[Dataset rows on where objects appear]
☆ ☆ ☆

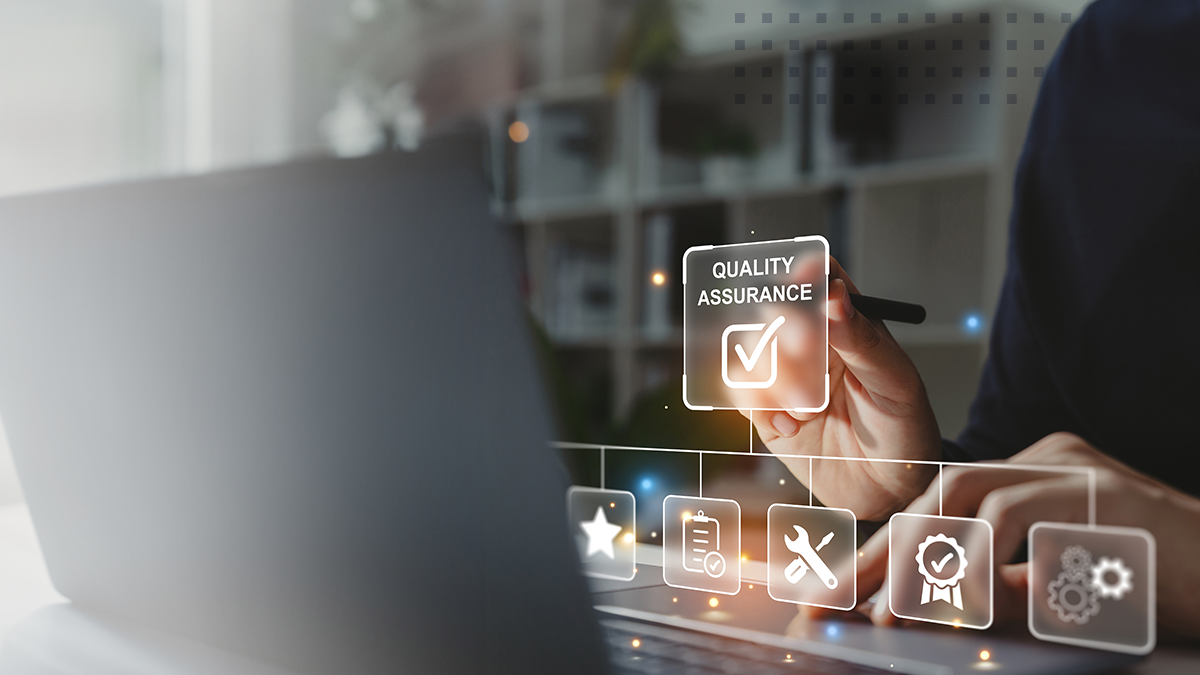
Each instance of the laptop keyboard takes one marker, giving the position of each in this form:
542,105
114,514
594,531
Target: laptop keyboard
653,650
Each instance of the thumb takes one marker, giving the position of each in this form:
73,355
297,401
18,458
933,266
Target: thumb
869,352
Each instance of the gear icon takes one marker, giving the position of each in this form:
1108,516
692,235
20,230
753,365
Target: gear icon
1077,562
1073,599
1116,566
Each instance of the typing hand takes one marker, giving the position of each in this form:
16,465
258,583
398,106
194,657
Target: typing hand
877,408
1014,500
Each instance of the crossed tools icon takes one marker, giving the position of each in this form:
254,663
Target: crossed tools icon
807,557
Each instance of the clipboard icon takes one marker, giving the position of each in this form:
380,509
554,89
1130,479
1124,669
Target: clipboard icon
702,544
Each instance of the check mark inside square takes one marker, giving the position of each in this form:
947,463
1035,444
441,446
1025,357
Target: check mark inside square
753,359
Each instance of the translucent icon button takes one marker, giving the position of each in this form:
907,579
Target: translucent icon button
810,555
604,526
702,544
940,569
1092,586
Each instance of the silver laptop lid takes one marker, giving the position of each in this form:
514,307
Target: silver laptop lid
292,412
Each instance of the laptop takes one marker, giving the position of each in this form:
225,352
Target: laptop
293,413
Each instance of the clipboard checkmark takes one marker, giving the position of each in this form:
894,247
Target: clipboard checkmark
941,565
753,359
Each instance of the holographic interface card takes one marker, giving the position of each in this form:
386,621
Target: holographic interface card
754,326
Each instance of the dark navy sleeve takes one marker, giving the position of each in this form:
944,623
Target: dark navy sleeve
1097,328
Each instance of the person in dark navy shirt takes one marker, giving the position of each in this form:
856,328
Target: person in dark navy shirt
1095,352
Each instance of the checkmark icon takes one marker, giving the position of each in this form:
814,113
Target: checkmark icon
753,359
941,565
749,362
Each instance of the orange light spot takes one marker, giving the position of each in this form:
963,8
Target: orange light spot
519,131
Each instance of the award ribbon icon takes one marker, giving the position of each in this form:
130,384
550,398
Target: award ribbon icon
933,587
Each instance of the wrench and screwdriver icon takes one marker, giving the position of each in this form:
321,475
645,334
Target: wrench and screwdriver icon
808,557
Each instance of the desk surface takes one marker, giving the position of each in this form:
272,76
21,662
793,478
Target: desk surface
28,599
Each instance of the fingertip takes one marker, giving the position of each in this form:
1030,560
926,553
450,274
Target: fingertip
840,306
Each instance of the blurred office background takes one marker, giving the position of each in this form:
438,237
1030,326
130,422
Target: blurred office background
617,133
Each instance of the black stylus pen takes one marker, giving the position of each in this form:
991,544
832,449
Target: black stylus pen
888,310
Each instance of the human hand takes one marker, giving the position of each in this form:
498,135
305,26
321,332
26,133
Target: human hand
1013,500
877,410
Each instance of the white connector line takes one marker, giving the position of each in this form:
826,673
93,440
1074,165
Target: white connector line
1086,470
1091,497
940,466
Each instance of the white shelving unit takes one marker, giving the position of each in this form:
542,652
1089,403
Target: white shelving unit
913,193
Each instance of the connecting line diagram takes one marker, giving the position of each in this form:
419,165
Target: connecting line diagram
700,488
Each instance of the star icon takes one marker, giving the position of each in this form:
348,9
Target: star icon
600,535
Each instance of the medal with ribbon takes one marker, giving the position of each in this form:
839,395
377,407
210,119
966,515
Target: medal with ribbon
935,587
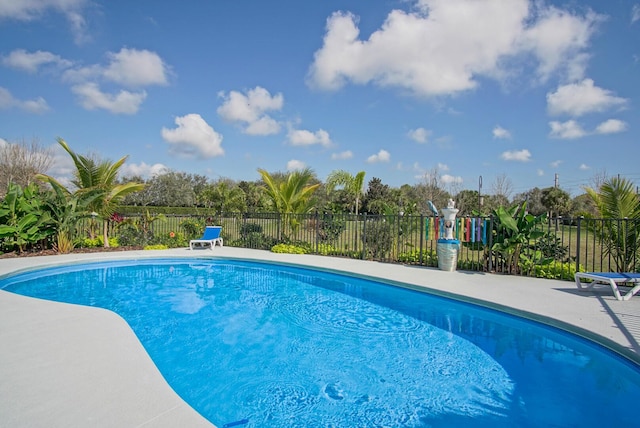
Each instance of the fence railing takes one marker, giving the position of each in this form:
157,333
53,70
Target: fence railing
566,245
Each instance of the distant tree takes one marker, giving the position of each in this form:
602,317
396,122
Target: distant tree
96,180
533,198
377,199
556,201
352,186
408,200
467,202
225,196
431,189
503,188
291,194
20,163
616,199
254,197
583,205
171,189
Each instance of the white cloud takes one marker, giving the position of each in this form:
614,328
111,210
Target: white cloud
302,137
501,133
611,126
559,40
568,130
294,165
250,109
450,179
381,156
348,154
577,99
135,68
516,155
91,97
426,53
29,10
62,167
419,135
193,138
129,67
8,101
143,170
31,62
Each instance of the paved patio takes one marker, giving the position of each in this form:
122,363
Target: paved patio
65,365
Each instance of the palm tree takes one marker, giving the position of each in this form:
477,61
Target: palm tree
291,194
97,180
617,201
352,184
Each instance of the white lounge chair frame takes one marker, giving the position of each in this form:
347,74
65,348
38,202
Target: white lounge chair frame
612,279
208,242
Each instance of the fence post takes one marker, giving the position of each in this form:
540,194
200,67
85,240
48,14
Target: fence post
490,266
364,236
422,235
317,229
578,243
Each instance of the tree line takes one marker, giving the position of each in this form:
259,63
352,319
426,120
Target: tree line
298,191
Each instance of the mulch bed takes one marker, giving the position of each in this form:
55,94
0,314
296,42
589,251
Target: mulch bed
75,251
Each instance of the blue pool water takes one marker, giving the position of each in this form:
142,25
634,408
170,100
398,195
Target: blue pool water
265,345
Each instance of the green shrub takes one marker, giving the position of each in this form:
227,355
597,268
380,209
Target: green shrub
172,240
330,227
96,242
377,238
289,249
412,257
193,228
130,235
156,247
556,270
551,246
327,250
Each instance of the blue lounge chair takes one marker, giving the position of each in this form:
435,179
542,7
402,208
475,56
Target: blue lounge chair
612,279
210,238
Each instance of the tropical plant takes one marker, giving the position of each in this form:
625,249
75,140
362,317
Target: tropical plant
21,161
139,230
224,197
94,177
353,185
514,230
23,218
617,201
330,227
291,194
65,209
377,238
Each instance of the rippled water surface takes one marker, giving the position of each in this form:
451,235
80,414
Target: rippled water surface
258,345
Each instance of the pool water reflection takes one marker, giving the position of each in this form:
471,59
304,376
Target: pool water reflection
270,345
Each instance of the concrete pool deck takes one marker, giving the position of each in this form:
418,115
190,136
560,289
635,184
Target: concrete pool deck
65,365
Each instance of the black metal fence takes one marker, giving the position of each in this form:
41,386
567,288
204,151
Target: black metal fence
566,245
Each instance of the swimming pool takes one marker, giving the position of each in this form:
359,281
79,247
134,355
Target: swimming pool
271,345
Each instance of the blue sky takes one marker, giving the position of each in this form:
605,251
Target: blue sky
458,88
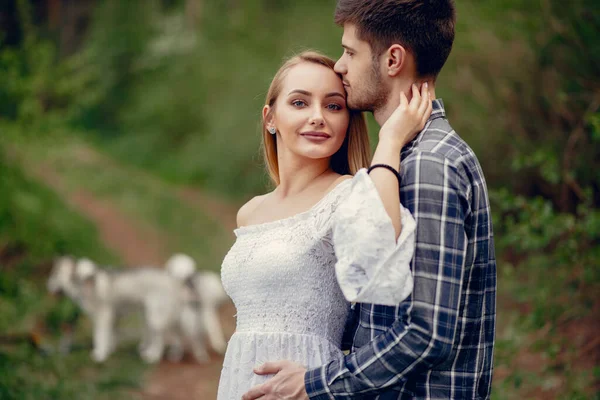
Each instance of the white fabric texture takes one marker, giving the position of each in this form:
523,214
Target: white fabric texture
288,278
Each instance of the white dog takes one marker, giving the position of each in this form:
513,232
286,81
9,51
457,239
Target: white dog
206,288
103,295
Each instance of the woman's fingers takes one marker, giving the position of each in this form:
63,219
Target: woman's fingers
427,110
425,99
416,99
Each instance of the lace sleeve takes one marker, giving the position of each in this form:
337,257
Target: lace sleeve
371,266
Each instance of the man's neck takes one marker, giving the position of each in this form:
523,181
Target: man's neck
383,113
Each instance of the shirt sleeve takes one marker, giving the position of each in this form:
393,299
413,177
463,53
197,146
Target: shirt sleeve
434,190
371,267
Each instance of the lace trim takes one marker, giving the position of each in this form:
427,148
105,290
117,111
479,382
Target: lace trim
291,219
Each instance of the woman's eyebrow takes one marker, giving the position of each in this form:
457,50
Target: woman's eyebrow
306,93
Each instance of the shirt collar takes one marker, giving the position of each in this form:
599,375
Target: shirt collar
438,111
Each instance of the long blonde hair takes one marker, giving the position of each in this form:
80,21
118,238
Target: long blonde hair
355,152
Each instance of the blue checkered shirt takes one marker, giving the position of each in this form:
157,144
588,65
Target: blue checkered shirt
438,343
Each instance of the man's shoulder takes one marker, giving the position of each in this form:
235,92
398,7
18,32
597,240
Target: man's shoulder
439,146
442,140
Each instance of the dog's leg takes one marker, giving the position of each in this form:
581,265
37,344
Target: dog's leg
191,325
175,345
103,340
212,325
158,313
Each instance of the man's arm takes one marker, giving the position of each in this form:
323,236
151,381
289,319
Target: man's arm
435,192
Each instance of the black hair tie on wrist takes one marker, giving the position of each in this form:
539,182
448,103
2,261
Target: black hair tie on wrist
388,167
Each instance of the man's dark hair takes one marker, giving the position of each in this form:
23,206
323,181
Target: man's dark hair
423,27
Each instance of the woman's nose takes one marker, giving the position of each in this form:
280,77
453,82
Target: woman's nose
317,118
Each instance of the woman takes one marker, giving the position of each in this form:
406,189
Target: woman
322,238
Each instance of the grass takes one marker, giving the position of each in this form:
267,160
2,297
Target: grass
35,226
150,202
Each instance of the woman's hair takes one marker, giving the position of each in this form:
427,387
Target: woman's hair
355,152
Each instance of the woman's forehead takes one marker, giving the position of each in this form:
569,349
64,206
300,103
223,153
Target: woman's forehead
313,78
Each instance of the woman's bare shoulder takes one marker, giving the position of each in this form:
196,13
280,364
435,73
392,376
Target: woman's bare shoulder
338,180
246,211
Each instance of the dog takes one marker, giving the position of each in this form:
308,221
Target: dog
170,318
206,289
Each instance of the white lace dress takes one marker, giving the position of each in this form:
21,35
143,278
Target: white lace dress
292,280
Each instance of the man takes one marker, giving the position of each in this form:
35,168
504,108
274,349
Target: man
437,344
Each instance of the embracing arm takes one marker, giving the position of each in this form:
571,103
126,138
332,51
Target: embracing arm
434,189
406,121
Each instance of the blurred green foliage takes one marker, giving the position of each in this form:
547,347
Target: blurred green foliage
181,96
36,226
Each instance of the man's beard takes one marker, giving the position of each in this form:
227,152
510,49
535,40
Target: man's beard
373,93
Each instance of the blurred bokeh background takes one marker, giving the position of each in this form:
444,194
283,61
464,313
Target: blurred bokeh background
129,131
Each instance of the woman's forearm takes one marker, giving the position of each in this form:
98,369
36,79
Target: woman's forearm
388,152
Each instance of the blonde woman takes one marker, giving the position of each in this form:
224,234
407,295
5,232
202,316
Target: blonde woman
330,234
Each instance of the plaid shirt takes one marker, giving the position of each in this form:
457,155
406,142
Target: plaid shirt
438,343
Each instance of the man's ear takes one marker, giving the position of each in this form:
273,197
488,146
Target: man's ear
395,59
268,117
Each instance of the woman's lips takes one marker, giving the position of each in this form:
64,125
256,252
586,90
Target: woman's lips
316,136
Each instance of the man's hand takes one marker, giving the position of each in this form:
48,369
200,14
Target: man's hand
288,382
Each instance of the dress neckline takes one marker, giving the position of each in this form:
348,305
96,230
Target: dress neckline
287,220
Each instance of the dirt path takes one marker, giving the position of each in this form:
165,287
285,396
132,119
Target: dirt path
138,244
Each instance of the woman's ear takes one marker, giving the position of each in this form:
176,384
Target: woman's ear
268,117
395,59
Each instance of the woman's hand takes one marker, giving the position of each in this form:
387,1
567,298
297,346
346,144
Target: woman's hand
409,118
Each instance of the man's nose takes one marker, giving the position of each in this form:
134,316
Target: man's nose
340,67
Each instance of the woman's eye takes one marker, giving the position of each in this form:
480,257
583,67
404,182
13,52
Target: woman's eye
298,103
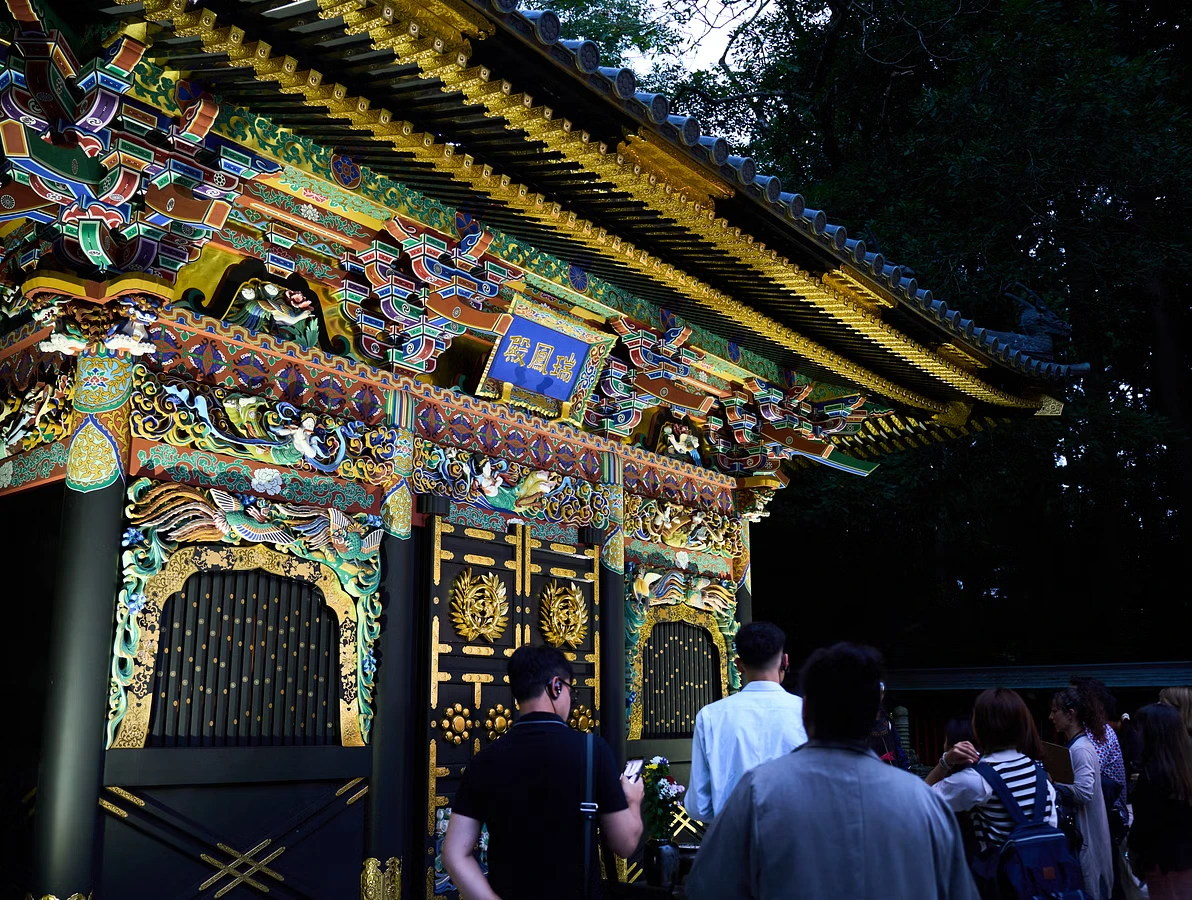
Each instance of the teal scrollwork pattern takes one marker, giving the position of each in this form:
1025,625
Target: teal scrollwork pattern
476,517
501,485
32,465
210,471
162,517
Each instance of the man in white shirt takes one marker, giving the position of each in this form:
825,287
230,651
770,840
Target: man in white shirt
758,724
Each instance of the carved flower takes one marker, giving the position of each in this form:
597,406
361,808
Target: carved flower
130,345
267,480
59,342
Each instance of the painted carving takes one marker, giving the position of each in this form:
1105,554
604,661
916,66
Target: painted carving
680,440
275,309
674,587
663,522
664,594
99,446
563,614
498,484
256,428
478,606
752,503
38,415
165,517
120,327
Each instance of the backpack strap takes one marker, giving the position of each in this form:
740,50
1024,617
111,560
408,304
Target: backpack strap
1003,793
588,810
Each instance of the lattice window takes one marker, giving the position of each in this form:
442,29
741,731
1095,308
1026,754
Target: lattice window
246,658
681,674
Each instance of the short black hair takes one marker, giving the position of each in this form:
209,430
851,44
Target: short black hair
840,690
759,643
531,669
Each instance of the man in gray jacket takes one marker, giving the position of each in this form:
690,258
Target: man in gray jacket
830,819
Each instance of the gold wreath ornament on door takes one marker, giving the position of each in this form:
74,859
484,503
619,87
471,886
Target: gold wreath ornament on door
478,606
563,614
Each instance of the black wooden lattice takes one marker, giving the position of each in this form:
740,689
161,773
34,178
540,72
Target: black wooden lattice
681,674
246,658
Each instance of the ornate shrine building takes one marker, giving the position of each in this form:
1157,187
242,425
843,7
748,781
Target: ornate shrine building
346,348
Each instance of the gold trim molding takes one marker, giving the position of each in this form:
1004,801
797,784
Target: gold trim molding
382,881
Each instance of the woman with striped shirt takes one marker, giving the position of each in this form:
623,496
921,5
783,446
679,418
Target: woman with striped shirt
1004,730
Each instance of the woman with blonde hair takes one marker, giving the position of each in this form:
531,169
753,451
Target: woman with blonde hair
1071,713
1180,699
1161,839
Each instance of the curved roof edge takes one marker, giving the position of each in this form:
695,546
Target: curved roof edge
619,86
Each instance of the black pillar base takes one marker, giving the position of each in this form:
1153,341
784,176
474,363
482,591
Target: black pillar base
397,792
66,833
612,659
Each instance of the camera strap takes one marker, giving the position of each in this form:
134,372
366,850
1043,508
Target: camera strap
588,810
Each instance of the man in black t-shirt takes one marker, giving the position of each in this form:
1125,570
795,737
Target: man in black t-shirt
528,786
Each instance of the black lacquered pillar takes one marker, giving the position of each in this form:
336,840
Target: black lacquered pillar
612,656
397,789
744,584
396,731
610,575
66,825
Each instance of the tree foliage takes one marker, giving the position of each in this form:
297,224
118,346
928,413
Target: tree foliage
985,143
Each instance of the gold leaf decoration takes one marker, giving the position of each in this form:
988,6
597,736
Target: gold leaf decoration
478,606
498,721
563,614
582,719
457,724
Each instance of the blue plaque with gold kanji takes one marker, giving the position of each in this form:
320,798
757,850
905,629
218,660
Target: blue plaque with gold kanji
545,360
539,359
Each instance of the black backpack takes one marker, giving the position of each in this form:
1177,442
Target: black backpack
1035,862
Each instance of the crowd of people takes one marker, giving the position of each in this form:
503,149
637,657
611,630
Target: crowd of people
808,795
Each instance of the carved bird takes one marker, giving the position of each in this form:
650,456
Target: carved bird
534,488
248,522
349,539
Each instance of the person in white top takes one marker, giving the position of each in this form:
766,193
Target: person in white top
758,724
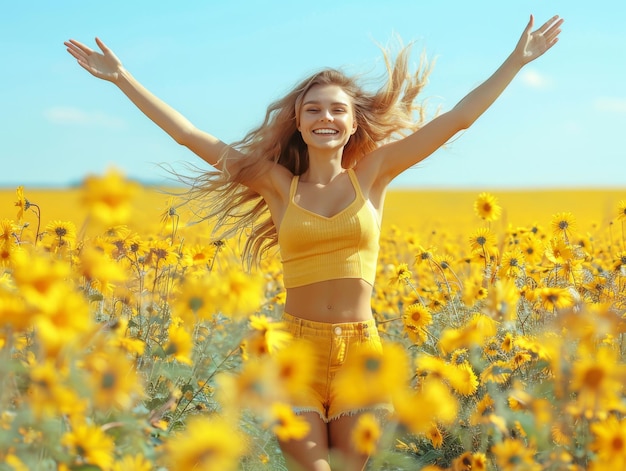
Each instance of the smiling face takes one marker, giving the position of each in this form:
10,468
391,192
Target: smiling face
326,118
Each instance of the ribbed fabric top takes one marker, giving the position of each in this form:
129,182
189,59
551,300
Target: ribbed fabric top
318,248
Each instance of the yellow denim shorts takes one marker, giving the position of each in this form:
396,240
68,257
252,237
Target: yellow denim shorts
331,343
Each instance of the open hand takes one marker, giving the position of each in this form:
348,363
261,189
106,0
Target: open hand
534,44
103,65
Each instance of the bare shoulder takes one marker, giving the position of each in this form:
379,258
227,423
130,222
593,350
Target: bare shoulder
368,171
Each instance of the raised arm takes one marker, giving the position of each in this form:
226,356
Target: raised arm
396,157
108,67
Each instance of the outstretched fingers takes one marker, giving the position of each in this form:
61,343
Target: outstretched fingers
551,30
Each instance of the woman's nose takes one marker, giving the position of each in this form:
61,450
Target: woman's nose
327,116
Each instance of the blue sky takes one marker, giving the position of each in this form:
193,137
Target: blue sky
559,124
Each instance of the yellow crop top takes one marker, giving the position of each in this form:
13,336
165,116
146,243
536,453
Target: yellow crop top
317,248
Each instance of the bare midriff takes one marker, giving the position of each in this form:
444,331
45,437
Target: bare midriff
333,301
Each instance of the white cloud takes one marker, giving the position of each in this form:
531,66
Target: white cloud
534,79
70,115
610,104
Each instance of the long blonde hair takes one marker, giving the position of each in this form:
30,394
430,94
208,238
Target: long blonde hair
389,113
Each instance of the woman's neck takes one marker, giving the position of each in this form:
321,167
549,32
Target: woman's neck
323,168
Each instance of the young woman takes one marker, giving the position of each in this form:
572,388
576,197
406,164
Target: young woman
317,169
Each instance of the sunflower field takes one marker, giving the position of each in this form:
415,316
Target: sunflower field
130,339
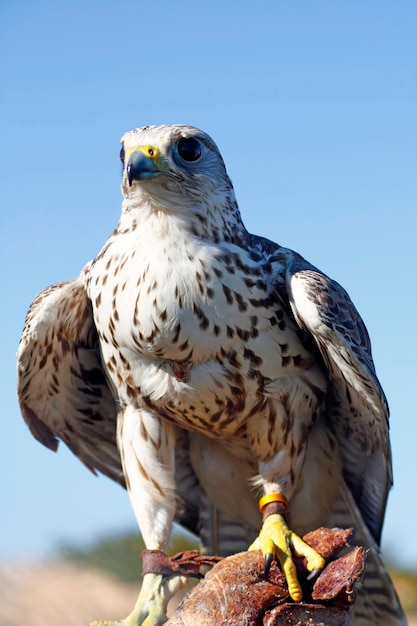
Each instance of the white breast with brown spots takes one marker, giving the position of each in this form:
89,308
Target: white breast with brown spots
196,332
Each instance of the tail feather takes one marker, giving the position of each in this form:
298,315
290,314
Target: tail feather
377,601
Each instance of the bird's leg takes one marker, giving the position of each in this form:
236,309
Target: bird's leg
277,476
147,450
276,540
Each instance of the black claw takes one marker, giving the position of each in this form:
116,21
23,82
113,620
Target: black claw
314,574
269,557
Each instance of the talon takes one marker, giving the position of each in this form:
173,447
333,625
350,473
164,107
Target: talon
269,557
314,574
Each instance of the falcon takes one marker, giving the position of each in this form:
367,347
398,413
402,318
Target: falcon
205,368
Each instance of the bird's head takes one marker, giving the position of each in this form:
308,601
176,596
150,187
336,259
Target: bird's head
178,170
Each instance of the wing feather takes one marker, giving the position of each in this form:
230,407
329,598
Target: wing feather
356,407
63,392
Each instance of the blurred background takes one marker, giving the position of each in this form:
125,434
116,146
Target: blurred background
313,106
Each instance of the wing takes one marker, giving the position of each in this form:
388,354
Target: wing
64,394
356,406
62,389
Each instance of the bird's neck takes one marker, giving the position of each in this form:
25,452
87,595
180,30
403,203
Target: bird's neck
216,223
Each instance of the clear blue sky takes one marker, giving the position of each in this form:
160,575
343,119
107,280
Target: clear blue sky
314,107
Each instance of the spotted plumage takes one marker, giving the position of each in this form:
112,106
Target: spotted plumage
223,364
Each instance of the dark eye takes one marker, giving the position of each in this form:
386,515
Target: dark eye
189,149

☆ ☆ ☆

= WHAT IS NEEDED =
Each line from the one with "Each instance of the wing feather" through the last line of the records must be written out word for word. Include nothing else.

= COMPLETE RESPONSE =
Each instance of the wing feather takes one marker, giving the position of each in this form:
230,407
329,598
Target: wing feather
356,407
63,392
Each instance of the blurred background takes one marker, giving the position of each in this form:
125,434
116,146
Target: blurred background
313,106
Each instance of the wing takes one marker, giving the position of each in this form:
388,354
Target: wing
64,394
356,406
62,389
Each instance of the bird's neck takes one marker, giving the position of each in this form:
25,452
87,595
180,30
403,203
Target: bird's neck
216,223
Each instance of the clear blue sky takes one marker, giving the position of each in this form:
160,575
343,119
107,280
Target: clear blue sky
314,107
Each instance of the spotted plumage takes one marker, giving the position of each in this form:
112,106
Target: spotted plumage
223,364
Each instance of the dark eye takes one marker, giving the position of each in this form:
386,515
Target: dark eye
189,149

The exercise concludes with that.